:: Short exercise 1 ::
In the dataset rows below, write out everything from the line containing "find | white pillar candle" down to the end of the rows, keeping the find and rule lines unchanged. Multiply each point coordinate by 0.55 and round it to a whole number, with halves rounded up.

| by: | Apr 1, 2008 |
After enduring the endless accounts of angst-ridden penury that mark the early careers of many auteurs it's refreshing to hear the assured confidence that propelled 30-year-old Czech-born director Martin Krejci behind the camera. "I just did what I enjoyed and because I had the opportunity I never thought about it [as a career], it was just a natural process," he says over the phone from Prague. "I auditioned for Czech movies when I was 11 years old and it's there I saw that you can play with all those tools so I bought myself a Super 8 camera. I was lucky because I always knew that directing was my goal."
After a five-year directing course at the world-renowned Film and TV School of the Academy of Performing Arts (FAMU) in Prague, Krejci did have a self-confessed lapse of vocational faith, "struggling and not knowing what I wanted to do." Then an IKEA spot for the Polish market (made while signed to Dawson Productions) caught the eye of Stink EP Daniel Bergmann. After receiving "an offer I couldn't refuse", he signed with them three years ago, and is now also repped by Smuggler in the US.
From the outset Krejci's classical training has translated into a technically impressive, genre-encompassing reel of captivating visual storytelling. It ranges from the devastatingly effective Amnesty International domestic violence PSA "Fight Club" (his first through Stink) to the silent movie period piece "La Bouteille" for Stella Artois. He's also flexed his model-making and animation skills in Ford "Next Generation", an in-vitro, in-camera mood piece, and adidas "Adi Dassler", his most recent stop motion tour-de-force.

Dataset rows:
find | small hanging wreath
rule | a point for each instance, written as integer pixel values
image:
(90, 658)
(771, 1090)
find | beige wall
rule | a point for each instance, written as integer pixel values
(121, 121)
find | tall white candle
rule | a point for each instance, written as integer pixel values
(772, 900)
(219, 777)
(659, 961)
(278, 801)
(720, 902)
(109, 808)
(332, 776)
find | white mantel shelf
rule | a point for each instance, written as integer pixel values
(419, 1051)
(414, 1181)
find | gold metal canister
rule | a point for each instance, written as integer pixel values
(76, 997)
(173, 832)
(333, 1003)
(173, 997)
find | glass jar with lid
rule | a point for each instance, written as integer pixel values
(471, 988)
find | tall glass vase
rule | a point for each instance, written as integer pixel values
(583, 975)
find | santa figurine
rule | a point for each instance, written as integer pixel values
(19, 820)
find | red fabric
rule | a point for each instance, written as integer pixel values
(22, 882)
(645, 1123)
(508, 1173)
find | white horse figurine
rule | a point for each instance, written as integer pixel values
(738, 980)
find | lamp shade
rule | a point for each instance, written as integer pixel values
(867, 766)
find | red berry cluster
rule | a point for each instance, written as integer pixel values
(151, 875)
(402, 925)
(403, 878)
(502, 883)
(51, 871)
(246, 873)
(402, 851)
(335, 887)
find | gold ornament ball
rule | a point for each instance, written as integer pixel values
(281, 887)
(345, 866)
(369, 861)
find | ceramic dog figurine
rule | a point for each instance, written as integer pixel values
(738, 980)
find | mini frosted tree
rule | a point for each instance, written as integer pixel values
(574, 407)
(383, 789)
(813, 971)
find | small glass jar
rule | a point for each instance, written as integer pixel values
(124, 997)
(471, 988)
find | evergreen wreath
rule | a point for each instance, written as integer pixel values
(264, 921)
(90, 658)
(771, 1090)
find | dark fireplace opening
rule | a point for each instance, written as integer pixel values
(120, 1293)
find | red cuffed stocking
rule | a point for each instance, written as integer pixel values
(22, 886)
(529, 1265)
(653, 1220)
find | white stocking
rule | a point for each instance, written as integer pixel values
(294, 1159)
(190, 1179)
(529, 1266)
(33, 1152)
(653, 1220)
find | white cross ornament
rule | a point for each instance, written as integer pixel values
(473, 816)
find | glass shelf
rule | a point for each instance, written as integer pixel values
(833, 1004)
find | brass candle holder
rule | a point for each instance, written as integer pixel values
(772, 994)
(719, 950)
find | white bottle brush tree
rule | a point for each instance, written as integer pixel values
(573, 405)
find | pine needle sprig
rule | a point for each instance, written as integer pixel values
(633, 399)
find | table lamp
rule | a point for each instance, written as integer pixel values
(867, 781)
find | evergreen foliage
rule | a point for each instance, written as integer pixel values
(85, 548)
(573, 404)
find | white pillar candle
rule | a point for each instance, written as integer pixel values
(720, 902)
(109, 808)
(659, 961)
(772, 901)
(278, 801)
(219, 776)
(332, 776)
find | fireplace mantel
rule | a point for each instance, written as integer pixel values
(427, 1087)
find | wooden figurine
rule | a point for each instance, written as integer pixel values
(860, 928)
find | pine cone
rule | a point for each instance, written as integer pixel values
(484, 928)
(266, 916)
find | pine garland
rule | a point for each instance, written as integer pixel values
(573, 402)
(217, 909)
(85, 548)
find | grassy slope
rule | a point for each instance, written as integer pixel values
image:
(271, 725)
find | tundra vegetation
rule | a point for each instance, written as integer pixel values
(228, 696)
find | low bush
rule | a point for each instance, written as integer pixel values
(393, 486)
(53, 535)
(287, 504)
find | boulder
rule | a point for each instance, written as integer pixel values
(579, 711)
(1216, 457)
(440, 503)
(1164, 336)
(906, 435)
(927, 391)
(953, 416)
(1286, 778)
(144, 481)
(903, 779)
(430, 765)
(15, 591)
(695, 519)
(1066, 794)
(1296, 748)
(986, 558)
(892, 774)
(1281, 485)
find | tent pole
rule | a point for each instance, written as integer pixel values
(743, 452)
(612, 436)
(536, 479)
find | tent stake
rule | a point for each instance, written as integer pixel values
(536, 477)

:: Short exercise 2 ::
Repeat word for word everything from "From the outset" down to "stop motion tour-de-force." in the profile of director Martin Krejci above.

:: Answer 1 ::
find | white pillar candle
rule | a point for each instance, written as integer pixel values
(396, 496)
(60, 444)
(362, 529)
(425, 496)
(153, 441)
(120, 427)
(183, 427)
find | fireplace mantel
rule | a point for each instance, written as integer pixel values
(235, 598)
find | wooden figurine
rule | a point for each instance, written as integer pixel values
(473, 510)
find | pine cone
rule | a point for each instance, written as integer pixel values
(266, 510)
(146, 504)
find | pine garland
rule | a point for each instance, written as integer pixel values
(315, 221)
(119, 500)
(47, 301)
find | grassy slope
rule | a point for each instance, written as integer pixel values
image:
(149, 399)
find | tundra vegetation
rule | a point for each instance, written as integer pixel values
(125, 383)
find | low bush
rule | a point for each instance, written as integer pixel values
(216, 267)
(29, 294)
(158, 277)
find | boulder
rule | a point for each instance, written as integer pixel values
(318, 391)
(669, 251)
(242, 277)
(640, 185)
(498, 239)
(510, 215)
(524, 229)
(707, 428)
(79, 265)
(497, 428)
(237, 421)
(8, 325)
(382, 285)
(586, 437)
(713, 411)
(542, 307)
(491, 426)
(705, 267)
find | tent pole
rule | a point for each instance, written as integer pixel values
(409, 249)
(337, 240)
(295, 263)
find | tent stake
rule | a point for each instance, written as integer pixel values
(295, 262)

:: Answer 2 ::
From the outset Krejci's classical training has translated into a technically impressive, genre-encompassing reel of captivating visual storytelling. It ranges from the devastatingly effective Amnesty International domestic violence PSA "Fight Club" (his first through Stink) to the silent movie period piece "La Bouteille" for Stella Artois. He's also flexed his model-making and animation skills in Ford "Next Generation", an in-vitro, in-camera mood piece, and adidas "Adi Dassler", his most recent stop motion tour-de-force.